THINGS TO DO –
1) From the commentary on the Arab crisis, quote the part from "The aim is to" to "the Arab world.".
2) For each statement, say whether the commentary on the Arab crisis agrees, answering yes or no and quoting the words of the commentary that decide it.
(a) The first signs of the US campaign against Arab states appeared only after 11 September.
(b) One goal of the US policy is to bring the Arab regimes into the US orbit.
(c) Corruption is named as one of the complicating factors.
3) Summarize the commentary on the Arab crisis in two sentences.

*** PROVIDED PASSAGE Section Begins ***

Comment: The Arab Crisis

Arabs want and need change, but not imposed from Washington with its own political agenda.

Comment: The Arab Crisis

Arabs want and need change, but not imposed from Washington with its own political agenda.

Tuesday, 22 February, 2005

Events in the Arab world have moved into the realm of the incredible, crossing all the red lines that the Arabs drew for themselves in the past.


The most recent example: Facing the prospect of the occupation of Iraq and the resulting, inevitable damage to Arab interests, Arabs have been regaled with the spectacle of Arab leaders meeting to discuss the crisis and descending to an exchange of insults among themselves.


Today it is clear to the Arab public that their governments are unable to provide the most basic conditions of national security, unable even to protect the independence and sovereignty of their own countries. One reason for this impotence is the loss of trust between rulers and ruled, the total contempt shown for citizens' rights and human rights as set down in constitutions, international covenants and accords. Then, too, there are the complicating factors of corruption, economic weakness and the total lack of inter-Arab cooperation.


Arab states and people alike have lost self-respect - and the world has lost respect for them.


Adding to the gravity of the situation, it is clear that the US administration has had, for some time, a clear road map for a major campaign against Arab states in the region. While the first signs of this were apparent before 11 September, the political ingredients needed for it to be acted upon multiplied after that.


The aim is to topple a number of the regimes in the region and change the policies and attitudes of some of the others. This campaign is being made possible both by the enormous clout of the US on the international stage and the debilitating cancer that is spreading through the Arab world.


The main goals of this policy are, first, to boost US influence in the Middle East and, second, to change the regimes in the region. The aim of this change is not to bring them into the US orbit - because they are already there. Rather the goal is to change their nature, structure, laws, and political, economic and social cultures to make them conform to the demands of the neo-conservatives in the US administration.

*** PROVIDED PASSAGE Section Ends ***
*** MATERIAL SHOWN Section Begins ***

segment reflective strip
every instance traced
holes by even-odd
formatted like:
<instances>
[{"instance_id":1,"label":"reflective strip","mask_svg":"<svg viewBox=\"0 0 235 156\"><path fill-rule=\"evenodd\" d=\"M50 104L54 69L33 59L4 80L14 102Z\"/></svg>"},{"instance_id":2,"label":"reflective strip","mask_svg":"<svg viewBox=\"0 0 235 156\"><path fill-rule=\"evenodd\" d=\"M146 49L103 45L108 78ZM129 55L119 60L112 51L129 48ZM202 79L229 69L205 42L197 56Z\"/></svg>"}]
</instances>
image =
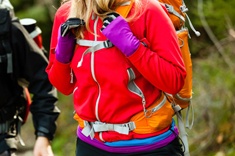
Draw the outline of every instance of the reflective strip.
<instances>
[{"instance_id":1,"label":"reflective strip","mask_svg":"<svg viewBox=\"0 0 235 156\"><path fill-rule=\"evenodd\" d=\"M191 22L189 16L188 16L186 13L185 13L185 16L186 16L187 19L188 19L189 26L190 26L190 28L192 29L192 31L196 34L197 37L200 36L201 33L200 33L199 31L197 31L197 30L194 28L194 26L193 26L193 24L192 24L192 22Z\"/></svg>"},{"instance_id":2,"label":"reflective strip","mask_svg":"<svg viewBox=\"0 0 235 156\"><path fill-rule=\"evenodd\" d=\"M95 23L94 23L94 32L95 32L95 41L97 41L97 22L98 22L98 19L99 19L99 16L97 16L96 20L95 20ZM100 88L100 85L98 83L98 81L96 80L96 77L95 77L95 70L94 70L94 52L91 53L91 74L92 74L92 77L94 79L94 81L97 83L98 87L99 87L99 95L98 95L98 98L96 100L96 104L95 104L95 115L96 115L96 119L98 121L100 121L99 119L99 112L98 112L98 106L99 106L99 101L100 101L100 95L101 95L101 88Z\"/></svg>"},{"instance_id":3,"label":"reflective strip","mask_svg":"<svg viewBox=\"0 0 235 156\"><path fill-rule=\"evenodd\" d=\"M122 3L121 6L130 5L130 4L131 4L131 1L128 1L128 2Z\"/></svg>"},{"instance_id":4,"label":"reflective strip","mask_svg":"<svg viewBox=\"0 0 235 156\"><path fill-rule=\"evenodd\" d=\"M96 46L93 46L93 47L91 47L91 48L88 48L88 49L82 54L82 58L81 58L81 60L78 62L77 67L81 67L81 66L82 66L83 57L84 57L86 54L88 54L88 53L94 53L94 52L96 52L96 51L98 51L98 50L100 50L100 49L103 49L103 48L105 48L105 46L104 46L103 43L99 43L99 44L97 44Z\"/></svg>"},{"instance_id":5,"label":"reflective strip","mask_svg":"<svg viewBox=\"0 0 235 156\"><path fill-rule=\"evenodd\" d=\"M93 47L103 42L104 41L91 41L91 40L77 39L77 44L79 44L80 46L85 46L85 47Z\"/></svg>"},{"instance_id":6,"label":"reflective strip","mask_svg":"<svg viewBox=\"0 0 235 156\"><path fill-rule=\"evenodd\" d=\"M139 95L142 98L143 109L144 109L144 112L145 112L145 115L146 115L146 108L145 108L146 101L145 101L145 97L144 97L144 94L141 91L141 89L134 82L135 73L134 73L134 71L131 68L127 69L127 73L128 73L128 76L129 76L129 82L128 82L127 87L128 87L128 89L132 93L135 93L135 94ZM146 116L146 117L150 117L150 116Z\"/></svg>"},{"instance_id":7,"label":"reflective strip","mask_svg":"<svg viewBox=\"0 0 235 156\"><path fill-rule=\"evenodd\" d=\"M93 47L90 47L88 48L83 54L82 54L82 58L81 60L78 62L78 65L77 65L77 68L78 67L81 67L82 66L82 62L83 62L83 57L88 54L88 53L94 53L100 49L103 49L103 48L111 48L113 47L113 44L109 41L109 40L106 40L106 41L102 41L101 43L93 46Z\"/></svg>"},{"instance_id":8,"label":"reflective strip","mask_svg":"<svg viewBox=\"0 0 235 156\"><path fill-rule=\"evenodd\" d=\"M177 116L177 121L178 121L178 128L180 130L180 136L181 136L181 139L184 143L184 155L190 156L189 144L188 144L188 134L186 133L185 128L184 128L184 122L182 119L182 115L180 112L176 112L176 116Z\"/></svg>"},{"instance_id":9,"label":"reflective strip","mask_svg":"<svg viewBox=\"0 0 235 156\"><path fill-rule=\"evenodd\" d=\"M154 107L154 108L152 108L152 109L149 109L149 110L146 110L145 116L146 116L147 118L151 117L151 115L152 115L153 113L155 113L155 112L158 111L160 108L162 108L162 106L164 106L164 104L166 103L166 96L165 96L165 95L163 95L163 96L164 96L164 98L162 99L162 101L161 101L156 107ZM150 112L150 114L148 115L149 112Z\"/></svg>"},{"instance_id":10,"label":"reflective strip","mask_svg":"<svg viewBox=\"0 0 235 156\"><path fill-rule=\"evenodd\" d=\"M191 122L191 125L189 126L189 111L190 111L190 108L191 108L191 113L192 113L192 122ZM186 121L185 121L185 127L188 128L188 129L191 129L193 127L193 123L194 123L194 111L193 111L193 105L192 105L192 102L189 101L189 106L188 106L188 109L187 109L187 114L186 114Z\"/></svg>"},{"instance_id":11,"label":"reflective strip","mask_svg":"<svg viewBox=\"0 0 235 156\"><path fill-rule=\"evenodd\" d=\"M73 94L74 94L74 92L75 92L77 89L78 89L78 87L76 87L76 88L73 90Z\"/></svg>"},{"instance_id":12,"label":"reflective strip","mask_svg":"<svg viewBox=\"0 0 235 156\"><path fill-rule=\"evenodd\" d=\"M192 96L190 98L182 98L178 93L175 94L174 97L182 101L190 101L192 99Z\"/></svg>"},{"instance_id":13,"label":"reflective strip","mask_svg":"<svg viewBox=\"0 0 235 156\"><path fill-rule=\"evenodd\" d=\"M42 30L39 27L36 27L36 29L34 31L32 31L29 35L32 38L35 38L36 36L38 36L41 33L42 33Z\"/></svg>"}]
</instances>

*** MATERIAL SHOWN Section Ends ***

EXPECTED OUTPUTS –
1)
The aim is to topple a number of the regimes in the region and change the policies and attitudes of some of the others. This campaign is being made possible both by the enormous clout of the US on the international stage and the debilitating cancer that is spreading through the Arab world.

2)
(a) No: "While the first signs of this were apparent before 11 September"
(b) No: "The aim of this change is not to bring them into the US orbit - because they are already there."
(c) Yes: "there are the complicating factors of corruption, economic weakness and the total lack of inter-Arab cooperation"

3) Arab governments have lost the trust of their citizens and are weakened by corruption, economic weakness and a lack of inter-Arab cooperation, so they cannot provide even the most basic conditions of national security, and Arab states and people have lost self-respect and the world's respect. The US administration has a road map for a campaign to topple some regimes in the region and change the nature of others to conform to the demands of the neo-conservatives, while Arabs want and need change but not imposed from Washington with its own political agenda.